* _Aim of the task_: Print the text about mycoplasma surface proteins and Vsa size variation word for word, in full.

* _Text provided_:

___

Mycoplasmas commonly produce diseases of considerable economic impact, yet little information is available concerning mechanisms of pathogenesis and effective methods of control are unavailable. Many mycoplasmas possess surface proteins with regions of identical tandem repeats, sometimes with 40 or more repeat units per protein. Such molecules are usually lipoproteins with the lipid moiety serving to anchor the protein to the membrane and the carboxyl tandem repeat region free to interact with host cells and molecules. These proteins are all subject to high-frequency size variation due to slipped-strand mispairing that result in gain or loss of repeat units. The functions of these repetitive proteins and the phenotypic consequences of size variation are unknown. In the murine pathogen Mycoplasma pulmonis, size variation in the Vsa proteins modulates the growth properties of the mycoplasma (colony size variation), hemadsorption, and susceptibility to complement lysis. Our long-range goals are to understand the pathogenic mechanisms of mycoplasmas. The goal of the current proposal is to study the functions and pathogenic significance of Vsa size variation. Many mycoplasmas including M. pulmonis possess an extracellular matrix. We propose that this matrix is composed of the Vsa proteins and serves to protect the mycoplasma from complement.

___

* _Source data_:

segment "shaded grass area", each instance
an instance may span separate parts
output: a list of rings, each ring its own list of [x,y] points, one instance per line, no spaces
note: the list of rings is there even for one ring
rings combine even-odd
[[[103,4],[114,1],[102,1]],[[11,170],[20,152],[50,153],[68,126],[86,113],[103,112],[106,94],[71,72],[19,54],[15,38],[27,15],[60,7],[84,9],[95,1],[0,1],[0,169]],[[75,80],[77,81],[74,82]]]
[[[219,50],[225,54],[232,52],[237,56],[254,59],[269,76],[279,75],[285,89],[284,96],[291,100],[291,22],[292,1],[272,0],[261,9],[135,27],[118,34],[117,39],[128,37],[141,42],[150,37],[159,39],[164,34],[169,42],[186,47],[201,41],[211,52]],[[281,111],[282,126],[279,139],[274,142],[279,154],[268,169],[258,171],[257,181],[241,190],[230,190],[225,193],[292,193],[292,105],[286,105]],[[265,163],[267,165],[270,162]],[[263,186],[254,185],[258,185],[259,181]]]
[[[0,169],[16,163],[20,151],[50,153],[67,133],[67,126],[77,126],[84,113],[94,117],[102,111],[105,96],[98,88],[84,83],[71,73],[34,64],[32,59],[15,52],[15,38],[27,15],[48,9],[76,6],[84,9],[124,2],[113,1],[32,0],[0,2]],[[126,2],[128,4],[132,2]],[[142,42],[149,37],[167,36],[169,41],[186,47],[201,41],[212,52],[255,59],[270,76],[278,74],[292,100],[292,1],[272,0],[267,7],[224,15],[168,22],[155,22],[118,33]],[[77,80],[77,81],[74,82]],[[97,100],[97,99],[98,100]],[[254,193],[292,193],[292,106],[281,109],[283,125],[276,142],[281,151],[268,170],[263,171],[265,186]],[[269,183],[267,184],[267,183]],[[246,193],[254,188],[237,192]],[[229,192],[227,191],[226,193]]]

___

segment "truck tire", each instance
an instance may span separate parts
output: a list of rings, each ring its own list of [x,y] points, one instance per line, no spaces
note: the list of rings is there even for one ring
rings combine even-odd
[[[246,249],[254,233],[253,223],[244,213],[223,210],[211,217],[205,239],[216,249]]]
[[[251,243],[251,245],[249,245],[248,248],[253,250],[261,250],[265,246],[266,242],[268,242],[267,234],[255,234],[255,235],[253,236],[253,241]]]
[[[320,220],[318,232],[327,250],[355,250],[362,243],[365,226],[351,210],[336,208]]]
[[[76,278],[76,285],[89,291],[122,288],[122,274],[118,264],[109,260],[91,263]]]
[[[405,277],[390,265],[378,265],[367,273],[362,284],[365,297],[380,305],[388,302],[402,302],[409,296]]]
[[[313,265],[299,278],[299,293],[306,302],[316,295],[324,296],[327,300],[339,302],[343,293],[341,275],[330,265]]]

___

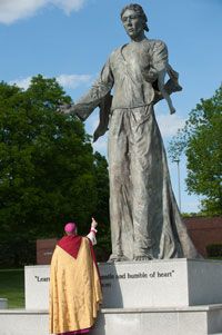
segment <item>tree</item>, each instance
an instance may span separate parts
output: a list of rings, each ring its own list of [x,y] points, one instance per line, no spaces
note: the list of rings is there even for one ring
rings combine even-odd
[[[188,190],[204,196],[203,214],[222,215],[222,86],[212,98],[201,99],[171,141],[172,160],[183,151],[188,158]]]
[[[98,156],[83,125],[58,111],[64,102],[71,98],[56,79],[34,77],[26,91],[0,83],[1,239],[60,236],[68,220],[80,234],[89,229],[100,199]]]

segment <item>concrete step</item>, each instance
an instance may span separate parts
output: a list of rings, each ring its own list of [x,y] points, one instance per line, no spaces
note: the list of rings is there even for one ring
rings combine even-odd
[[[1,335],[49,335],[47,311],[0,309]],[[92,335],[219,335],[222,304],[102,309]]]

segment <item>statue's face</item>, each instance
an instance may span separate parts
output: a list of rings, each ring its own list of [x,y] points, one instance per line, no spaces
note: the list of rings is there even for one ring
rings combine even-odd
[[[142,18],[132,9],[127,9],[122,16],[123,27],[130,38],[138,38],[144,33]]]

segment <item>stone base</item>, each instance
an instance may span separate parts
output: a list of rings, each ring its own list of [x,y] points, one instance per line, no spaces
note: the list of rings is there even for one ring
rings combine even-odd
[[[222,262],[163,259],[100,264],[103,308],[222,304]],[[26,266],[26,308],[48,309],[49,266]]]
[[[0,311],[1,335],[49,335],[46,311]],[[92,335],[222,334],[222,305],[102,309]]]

___

* _Written solution_:
Mycoplasmas commonly produce diseases of considerable economic impact, yet little information is available concerning mechanisms of pathogenesis and effective methods of control are unavailable. Many mycoplasmas possess surface proteins with regions of identical tandem repeats, sometimes with 40 or more repeat units per protein. Such molecules are usually lipoproteins with the lipid moiety serving to anchor the protein to the membrane and the carboxyl tandem repeat region free to interact with host cells and molecules. These proteins are all subject to high-frequency size variation due to slipped-strand mispairing that result in gain or loss of repeat units. The functions of these repetitive proteins and the phenotypic consequences of size variation are unknown. In the murine pathogen Mycoplasma pulmonis, size variation in the Vsa proteins modulates the growth properties of the mycoplasma (colony size variation), hemadsorption, and susceptibility to complement lysis. Our long-range goals are to understand the pathogenic mechanisms of mycoplasmas. The goal of the current proposal is to study the functions and pathogenic significance of Vsa size variation. Many mycoplasmas including M. pulmonis possess an extracellular matrix. We propose that this matrix is composed of the Vsa proteins and serves to protect the mycoplasma from complement.